## Data excerpts
** start **
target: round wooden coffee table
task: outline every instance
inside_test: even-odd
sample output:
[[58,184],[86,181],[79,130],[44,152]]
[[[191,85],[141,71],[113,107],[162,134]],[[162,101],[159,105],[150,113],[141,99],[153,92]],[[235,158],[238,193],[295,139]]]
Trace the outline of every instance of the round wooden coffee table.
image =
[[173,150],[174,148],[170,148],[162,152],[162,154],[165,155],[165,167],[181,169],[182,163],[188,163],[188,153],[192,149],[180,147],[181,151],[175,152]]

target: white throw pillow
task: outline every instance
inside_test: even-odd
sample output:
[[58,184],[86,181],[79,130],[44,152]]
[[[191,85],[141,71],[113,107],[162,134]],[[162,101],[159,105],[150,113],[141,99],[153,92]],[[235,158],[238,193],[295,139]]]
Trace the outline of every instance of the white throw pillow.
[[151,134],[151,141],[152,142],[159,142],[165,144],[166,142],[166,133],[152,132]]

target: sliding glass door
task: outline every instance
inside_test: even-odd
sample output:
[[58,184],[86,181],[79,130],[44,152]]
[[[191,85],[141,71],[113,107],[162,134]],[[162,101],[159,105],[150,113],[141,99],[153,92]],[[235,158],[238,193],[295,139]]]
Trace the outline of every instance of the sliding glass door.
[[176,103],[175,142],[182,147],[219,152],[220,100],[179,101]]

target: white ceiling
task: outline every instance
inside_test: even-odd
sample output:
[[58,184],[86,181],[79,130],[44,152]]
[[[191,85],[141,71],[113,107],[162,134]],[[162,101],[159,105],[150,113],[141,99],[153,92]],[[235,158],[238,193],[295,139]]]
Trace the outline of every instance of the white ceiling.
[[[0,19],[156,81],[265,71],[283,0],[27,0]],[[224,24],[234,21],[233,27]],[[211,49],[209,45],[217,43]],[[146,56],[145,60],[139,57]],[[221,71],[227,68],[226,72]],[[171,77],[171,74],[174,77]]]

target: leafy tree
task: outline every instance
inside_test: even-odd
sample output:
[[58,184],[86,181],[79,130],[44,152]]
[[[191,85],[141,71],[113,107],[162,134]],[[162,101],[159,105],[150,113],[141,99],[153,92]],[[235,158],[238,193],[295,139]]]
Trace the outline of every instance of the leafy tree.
** end **
## Do this
Reproduce the data from the line containing "target: sliding glass door" through the line containing "[[176,103],[175,142],[182,147],[219,152],[220,100],[179,101]]", offsetting every coordinate in the answer outline by 106 and leaving all other lines unchanged.

## Solution for this exercise
target: sliding glass door
task: outline every instance
inside_test: even-odd
sample output:
[[58,184],[86,181],[79,130],[44,152]]
[[[191,85],[141,71],[113,107],[162,134]],[[162,101],[159,105],[150,113],[141,99],[153,92]],[[235,158],[238,193],[295,139]]]
Trace the outline of every instance of the sliding glass door.
[[282,209],[281,248],[288,253],[325,258],[326,206],[285,207]]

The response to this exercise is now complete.